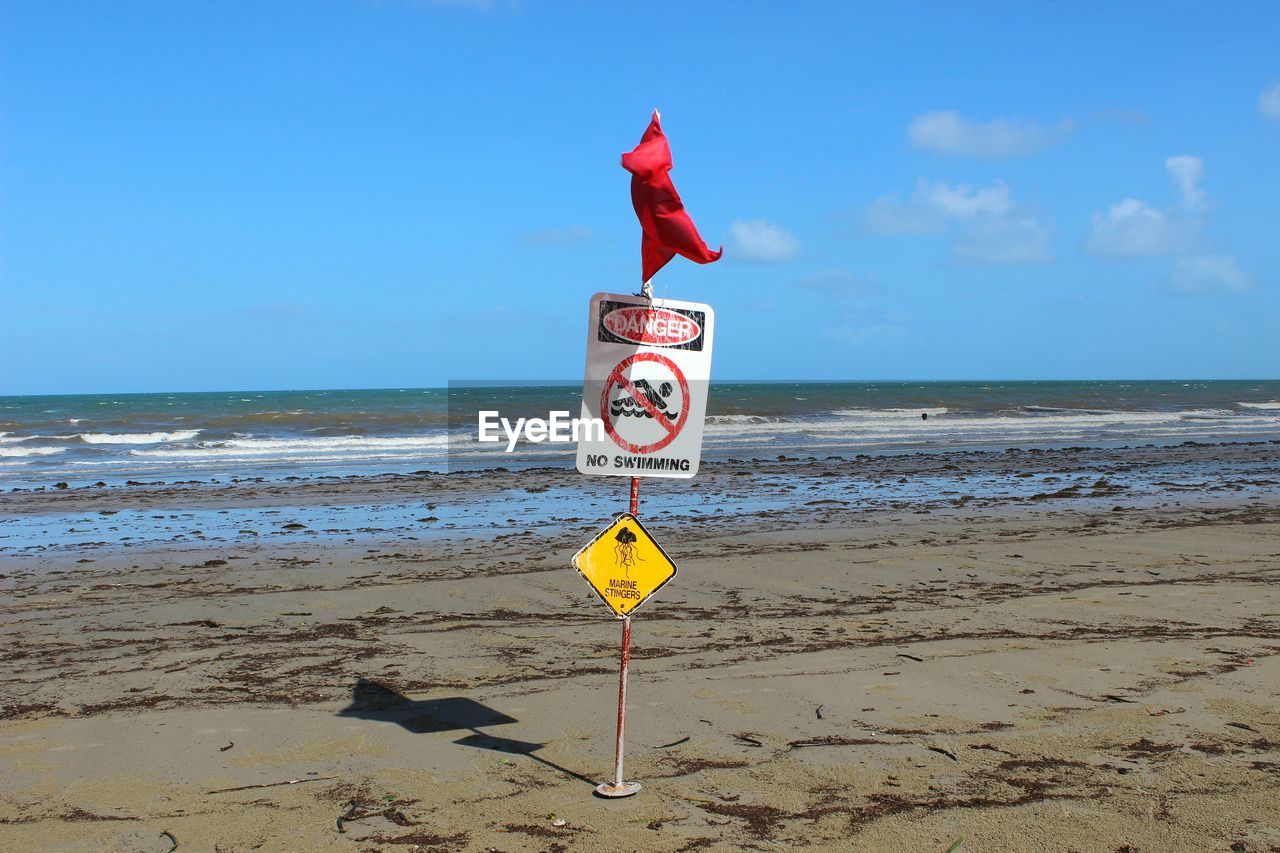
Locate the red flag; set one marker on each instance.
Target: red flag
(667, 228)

_ _ _ _ _

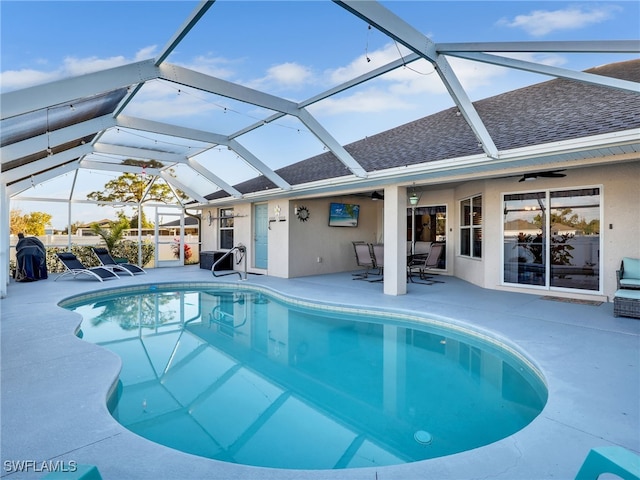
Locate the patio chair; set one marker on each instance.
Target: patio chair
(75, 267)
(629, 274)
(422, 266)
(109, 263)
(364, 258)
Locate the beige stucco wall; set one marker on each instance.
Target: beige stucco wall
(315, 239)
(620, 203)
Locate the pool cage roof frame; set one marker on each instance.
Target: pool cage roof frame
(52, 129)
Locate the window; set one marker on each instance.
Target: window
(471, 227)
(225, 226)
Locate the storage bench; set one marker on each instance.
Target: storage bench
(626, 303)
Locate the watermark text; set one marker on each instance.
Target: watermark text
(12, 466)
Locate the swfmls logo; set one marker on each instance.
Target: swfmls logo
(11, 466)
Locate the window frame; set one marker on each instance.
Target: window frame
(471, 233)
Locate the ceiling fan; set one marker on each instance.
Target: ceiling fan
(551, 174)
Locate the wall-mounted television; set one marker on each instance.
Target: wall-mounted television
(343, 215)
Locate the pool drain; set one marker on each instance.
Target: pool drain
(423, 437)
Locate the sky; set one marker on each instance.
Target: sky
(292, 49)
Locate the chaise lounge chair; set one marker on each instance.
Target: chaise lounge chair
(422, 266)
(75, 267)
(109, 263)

_ _ _ _ _

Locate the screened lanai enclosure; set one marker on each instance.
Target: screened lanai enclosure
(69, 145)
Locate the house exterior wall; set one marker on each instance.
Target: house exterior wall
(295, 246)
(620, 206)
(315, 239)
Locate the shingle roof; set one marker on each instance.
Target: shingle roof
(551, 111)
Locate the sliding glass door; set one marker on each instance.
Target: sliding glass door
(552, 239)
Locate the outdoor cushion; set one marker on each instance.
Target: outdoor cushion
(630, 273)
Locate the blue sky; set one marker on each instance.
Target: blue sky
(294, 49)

_ _ _ _ _

Work order: Could you write out, exactly as they stand, only the lines above that begin at the line with "Target: patio chair" and stop after the line with "Locate the pool cage"?

Result for this exercise:
Target: patio chair
(75, 267)
(629, 274)
(422, 266)
(109, 263)
(364, 258)
Locate the beige stucco wall; set one marker on each instance.
Target: beige stucco wall
(315, 239)
(620, 203)
Locate the pool cage roof frame; set one marker on each instance.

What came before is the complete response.